----- Data for review
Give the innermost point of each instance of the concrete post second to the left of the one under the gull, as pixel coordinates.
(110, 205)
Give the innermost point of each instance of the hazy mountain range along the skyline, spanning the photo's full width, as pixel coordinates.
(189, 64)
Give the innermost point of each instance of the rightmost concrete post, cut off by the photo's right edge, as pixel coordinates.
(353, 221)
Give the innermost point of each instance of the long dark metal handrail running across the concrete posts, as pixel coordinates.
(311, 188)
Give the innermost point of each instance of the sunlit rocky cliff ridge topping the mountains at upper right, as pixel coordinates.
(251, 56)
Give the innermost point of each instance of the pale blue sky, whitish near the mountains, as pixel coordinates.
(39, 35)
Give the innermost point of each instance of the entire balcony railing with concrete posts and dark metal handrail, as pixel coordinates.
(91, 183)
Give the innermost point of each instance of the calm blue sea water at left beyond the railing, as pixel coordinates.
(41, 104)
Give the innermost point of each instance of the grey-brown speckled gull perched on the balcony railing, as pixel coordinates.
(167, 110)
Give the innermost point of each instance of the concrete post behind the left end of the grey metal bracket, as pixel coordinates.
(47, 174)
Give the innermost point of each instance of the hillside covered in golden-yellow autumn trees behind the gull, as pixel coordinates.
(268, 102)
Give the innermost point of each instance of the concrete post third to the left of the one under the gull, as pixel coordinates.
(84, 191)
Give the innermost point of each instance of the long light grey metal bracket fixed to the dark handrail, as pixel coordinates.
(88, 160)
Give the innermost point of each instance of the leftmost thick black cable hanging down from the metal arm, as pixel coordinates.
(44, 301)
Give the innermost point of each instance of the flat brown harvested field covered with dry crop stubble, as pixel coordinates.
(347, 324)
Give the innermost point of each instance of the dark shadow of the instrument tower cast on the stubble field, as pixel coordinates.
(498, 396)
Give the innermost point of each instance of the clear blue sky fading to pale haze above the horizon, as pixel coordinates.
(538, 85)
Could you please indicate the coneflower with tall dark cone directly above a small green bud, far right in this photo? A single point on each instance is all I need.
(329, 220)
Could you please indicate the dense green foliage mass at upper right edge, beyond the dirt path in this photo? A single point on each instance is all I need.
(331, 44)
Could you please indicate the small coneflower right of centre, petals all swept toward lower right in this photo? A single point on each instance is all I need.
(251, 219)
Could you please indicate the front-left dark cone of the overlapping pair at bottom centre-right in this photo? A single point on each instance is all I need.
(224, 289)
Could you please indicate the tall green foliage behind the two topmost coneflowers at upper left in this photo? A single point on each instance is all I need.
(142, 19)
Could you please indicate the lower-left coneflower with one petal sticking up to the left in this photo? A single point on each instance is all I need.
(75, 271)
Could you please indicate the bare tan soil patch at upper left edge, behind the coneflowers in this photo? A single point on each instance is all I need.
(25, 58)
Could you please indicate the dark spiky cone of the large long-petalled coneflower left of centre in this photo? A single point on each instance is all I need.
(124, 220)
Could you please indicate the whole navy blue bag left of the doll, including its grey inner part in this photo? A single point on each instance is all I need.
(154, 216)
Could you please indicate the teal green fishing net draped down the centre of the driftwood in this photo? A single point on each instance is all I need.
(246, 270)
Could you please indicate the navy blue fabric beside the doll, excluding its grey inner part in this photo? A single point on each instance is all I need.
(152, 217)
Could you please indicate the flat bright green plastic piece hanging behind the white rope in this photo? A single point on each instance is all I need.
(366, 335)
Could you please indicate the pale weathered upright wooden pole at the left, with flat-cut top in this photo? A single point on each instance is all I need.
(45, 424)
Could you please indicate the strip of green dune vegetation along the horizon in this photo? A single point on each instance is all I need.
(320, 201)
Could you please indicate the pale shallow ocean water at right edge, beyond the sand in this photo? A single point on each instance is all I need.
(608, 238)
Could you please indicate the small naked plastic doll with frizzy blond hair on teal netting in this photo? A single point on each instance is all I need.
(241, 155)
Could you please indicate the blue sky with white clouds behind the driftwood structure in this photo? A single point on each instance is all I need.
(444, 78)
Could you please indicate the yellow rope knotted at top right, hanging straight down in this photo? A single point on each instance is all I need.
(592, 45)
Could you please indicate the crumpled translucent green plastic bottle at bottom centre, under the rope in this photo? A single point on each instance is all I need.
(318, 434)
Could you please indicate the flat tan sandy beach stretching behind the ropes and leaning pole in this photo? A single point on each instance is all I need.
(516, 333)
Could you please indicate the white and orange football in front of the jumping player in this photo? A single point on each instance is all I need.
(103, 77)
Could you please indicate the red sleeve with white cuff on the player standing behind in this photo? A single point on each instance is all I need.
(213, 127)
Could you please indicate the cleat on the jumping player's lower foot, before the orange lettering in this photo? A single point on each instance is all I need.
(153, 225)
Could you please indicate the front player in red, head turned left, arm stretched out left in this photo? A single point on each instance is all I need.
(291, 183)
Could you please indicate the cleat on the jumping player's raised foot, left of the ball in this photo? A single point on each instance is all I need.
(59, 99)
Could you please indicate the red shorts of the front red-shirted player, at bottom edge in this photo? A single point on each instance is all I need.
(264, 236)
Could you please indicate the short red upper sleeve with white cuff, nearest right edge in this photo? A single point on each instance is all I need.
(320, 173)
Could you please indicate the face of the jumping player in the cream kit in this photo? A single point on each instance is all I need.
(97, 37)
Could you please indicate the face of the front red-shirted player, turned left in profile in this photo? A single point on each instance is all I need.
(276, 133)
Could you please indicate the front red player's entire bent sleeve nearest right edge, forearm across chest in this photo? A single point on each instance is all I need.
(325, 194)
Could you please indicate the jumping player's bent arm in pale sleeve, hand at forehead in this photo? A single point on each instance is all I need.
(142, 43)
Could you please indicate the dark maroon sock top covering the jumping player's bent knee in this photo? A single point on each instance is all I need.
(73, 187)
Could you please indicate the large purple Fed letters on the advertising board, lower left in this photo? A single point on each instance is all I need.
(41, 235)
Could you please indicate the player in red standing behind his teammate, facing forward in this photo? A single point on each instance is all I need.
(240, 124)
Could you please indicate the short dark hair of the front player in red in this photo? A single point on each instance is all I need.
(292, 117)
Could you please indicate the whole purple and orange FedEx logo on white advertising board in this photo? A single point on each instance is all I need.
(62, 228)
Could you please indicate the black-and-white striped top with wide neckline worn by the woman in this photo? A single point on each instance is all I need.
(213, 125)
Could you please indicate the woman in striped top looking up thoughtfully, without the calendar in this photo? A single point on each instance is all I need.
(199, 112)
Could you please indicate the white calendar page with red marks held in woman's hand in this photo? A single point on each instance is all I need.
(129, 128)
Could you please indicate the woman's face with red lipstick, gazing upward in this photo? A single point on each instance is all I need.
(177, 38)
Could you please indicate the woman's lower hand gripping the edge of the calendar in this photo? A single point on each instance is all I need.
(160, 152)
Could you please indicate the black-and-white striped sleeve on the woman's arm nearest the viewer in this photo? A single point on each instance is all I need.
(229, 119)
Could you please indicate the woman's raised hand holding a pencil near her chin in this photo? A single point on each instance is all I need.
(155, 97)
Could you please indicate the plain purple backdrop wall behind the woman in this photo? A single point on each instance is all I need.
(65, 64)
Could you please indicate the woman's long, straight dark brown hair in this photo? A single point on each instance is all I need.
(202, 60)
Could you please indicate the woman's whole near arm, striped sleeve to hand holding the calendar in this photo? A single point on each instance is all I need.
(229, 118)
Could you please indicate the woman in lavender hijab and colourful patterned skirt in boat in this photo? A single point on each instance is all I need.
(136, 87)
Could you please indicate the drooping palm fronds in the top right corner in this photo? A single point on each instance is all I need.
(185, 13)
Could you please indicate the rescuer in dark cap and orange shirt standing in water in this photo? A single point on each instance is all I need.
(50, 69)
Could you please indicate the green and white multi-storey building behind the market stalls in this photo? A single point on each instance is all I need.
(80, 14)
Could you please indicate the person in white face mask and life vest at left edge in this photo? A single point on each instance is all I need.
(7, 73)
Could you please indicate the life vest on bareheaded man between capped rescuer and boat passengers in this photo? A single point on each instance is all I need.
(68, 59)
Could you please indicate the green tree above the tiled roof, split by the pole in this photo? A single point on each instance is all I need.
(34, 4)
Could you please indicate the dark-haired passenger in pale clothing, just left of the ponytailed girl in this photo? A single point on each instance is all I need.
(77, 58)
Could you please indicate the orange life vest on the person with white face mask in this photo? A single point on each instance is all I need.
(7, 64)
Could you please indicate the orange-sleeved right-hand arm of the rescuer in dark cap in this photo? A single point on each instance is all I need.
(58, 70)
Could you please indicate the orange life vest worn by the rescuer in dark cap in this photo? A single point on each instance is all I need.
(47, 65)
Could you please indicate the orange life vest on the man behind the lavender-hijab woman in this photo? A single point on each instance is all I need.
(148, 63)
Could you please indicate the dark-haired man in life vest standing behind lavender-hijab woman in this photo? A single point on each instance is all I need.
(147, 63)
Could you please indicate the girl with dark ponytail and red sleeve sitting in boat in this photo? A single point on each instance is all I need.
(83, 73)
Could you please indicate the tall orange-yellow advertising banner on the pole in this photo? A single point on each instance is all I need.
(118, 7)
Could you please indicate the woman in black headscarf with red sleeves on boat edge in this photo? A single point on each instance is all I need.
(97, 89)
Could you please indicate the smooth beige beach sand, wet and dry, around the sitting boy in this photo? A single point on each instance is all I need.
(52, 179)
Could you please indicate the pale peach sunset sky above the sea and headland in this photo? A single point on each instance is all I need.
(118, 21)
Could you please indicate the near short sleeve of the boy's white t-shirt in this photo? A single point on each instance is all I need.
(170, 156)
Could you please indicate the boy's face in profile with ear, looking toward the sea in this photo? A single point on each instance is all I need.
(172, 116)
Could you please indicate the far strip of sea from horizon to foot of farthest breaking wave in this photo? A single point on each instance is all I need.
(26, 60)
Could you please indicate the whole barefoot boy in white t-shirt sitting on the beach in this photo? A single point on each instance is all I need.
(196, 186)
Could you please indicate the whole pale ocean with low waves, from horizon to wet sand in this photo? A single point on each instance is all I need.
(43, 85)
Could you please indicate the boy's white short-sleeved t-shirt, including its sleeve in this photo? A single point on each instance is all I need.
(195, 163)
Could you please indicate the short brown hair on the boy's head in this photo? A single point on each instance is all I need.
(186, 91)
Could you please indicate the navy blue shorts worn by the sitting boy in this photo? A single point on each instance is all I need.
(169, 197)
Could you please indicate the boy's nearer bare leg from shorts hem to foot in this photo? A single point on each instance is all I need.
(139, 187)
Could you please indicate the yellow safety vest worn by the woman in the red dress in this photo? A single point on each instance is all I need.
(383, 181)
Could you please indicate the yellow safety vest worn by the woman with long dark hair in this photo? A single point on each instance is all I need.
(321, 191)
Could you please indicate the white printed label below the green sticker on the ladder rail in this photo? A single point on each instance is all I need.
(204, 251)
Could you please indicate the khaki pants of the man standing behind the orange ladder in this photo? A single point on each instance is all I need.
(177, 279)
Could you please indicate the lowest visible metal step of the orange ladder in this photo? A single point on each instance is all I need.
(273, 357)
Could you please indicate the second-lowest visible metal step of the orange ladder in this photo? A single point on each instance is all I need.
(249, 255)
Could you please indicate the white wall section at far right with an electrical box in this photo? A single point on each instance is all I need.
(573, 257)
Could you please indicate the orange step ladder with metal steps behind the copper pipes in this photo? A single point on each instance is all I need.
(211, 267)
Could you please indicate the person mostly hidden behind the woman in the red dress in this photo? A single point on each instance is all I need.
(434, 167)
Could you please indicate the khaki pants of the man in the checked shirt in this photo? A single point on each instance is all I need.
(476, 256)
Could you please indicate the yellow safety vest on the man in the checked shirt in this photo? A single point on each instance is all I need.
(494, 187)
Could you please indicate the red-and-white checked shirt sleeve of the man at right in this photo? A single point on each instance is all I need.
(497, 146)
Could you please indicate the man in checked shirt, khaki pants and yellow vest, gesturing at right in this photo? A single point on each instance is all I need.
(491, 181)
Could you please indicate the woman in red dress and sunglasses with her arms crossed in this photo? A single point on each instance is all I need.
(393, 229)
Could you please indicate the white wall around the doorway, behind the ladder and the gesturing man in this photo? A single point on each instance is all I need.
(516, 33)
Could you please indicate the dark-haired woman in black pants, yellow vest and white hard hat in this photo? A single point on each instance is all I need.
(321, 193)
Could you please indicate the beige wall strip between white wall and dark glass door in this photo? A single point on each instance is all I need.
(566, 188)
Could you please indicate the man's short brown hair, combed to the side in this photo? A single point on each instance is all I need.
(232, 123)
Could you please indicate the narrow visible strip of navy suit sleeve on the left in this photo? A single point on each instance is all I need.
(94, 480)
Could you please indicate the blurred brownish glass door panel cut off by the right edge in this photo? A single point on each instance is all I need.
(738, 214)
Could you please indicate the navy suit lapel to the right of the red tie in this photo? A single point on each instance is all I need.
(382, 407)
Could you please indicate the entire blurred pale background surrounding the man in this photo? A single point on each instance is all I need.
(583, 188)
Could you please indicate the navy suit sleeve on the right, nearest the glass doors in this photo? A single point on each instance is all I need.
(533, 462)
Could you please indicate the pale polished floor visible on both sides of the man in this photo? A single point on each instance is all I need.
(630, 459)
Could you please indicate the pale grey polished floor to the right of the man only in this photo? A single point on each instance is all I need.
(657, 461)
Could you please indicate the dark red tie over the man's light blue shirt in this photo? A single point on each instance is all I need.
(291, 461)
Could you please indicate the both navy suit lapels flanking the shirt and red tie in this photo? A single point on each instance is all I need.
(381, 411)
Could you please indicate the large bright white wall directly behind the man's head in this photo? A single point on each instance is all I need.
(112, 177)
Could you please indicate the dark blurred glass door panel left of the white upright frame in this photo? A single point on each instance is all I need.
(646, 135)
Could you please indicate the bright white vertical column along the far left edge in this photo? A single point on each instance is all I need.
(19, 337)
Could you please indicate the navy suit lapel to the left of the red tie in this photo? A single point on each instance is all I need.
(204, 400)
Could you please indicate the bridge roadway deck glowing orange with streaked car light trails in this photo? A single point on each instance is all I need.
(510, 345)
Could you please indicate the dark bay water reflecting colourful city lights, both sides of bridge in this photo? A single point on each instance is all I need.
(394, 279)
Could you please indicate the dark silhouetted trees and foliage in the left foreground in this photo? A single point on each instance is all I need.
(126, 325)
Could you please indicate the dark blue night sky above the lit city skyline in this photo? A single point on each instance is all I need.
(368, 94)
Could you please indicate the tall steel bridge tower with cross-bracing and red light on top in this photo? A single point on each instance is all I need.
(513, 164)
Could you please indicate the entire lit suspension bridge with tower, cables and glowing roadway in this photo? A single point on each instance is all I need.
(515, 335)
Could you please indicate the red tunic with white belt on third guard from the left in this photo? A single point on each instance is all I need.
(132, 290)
----------
Starting with the line that contains "Could you please indicate the pale polished", return each line through the last one of the data above, exactly as written and nothing more.

* [Result below]:
Could you please indicate the pale polished floor visible on both sides of the man in this photo? A single point on each instance is all I need.
(630, 459)
Could you please indicate the pale grey polished floor to the right of the man only in this photo? A single point on each instance is all I need.
(657, 461)
Could you please indicate the dark red tie over the man's light blue shirt in this photo? A single point on each instance is all I need.
(291, 461)
Could you please indicate the both navy suit lapels flanking the shirt and red tie in this photo? A single point on each instance is all I need.
(381, 411)
Could you please indicate the large bright white wall directly behind the man's head in this photo? A single point on each instance is all I need.
(112, 177)
Could you please indicate the dark blurred glass door panel left of the white upright frame in this photo? A single point on each instance is all I need.
(646, 135)
Could you please indicate the bright white vertical column along the far left edge in this photo? A single point on each instance is all I need.
(19, 337)
Could you please indicate the navy suit lapel to the left of the red tie in this photo? A single point on each instance is all I need.
(204, 400)
Could you please indicate the bridge roadway deck glowing orange with streaked car light trails in this photo? A single point on each instance is all I need.
(510, 345)
Could you please indicate the dark bay water reflecting colourful city lights, both sides of bridge in this photo? A single point on each instance is all I need.
(394, 279)
Could you please indicate the dark silhouetted trees and foliage in the left foreground in this photo? A single point on each instance is all I need.
(126, 325)
Could you please indicate the dark blue night sky above the lit city skyline in this photo? A single point on each instance is all I need.
(368, 94)
Could you please indicate the tall steel bridge tower with cross-bracing and red light on top in this photo? A single point on each instance is all I need.
(513, 164)
Could you please indicate the entire lit suspension bridge with tower, cables and glowing roadway in this photo? A single point on each instance is all I need.
(515, 335)
Could you please indicate the red tunic with white belt on third guard from the left in this photo? A single point on each instance is all I need.
(132, 290)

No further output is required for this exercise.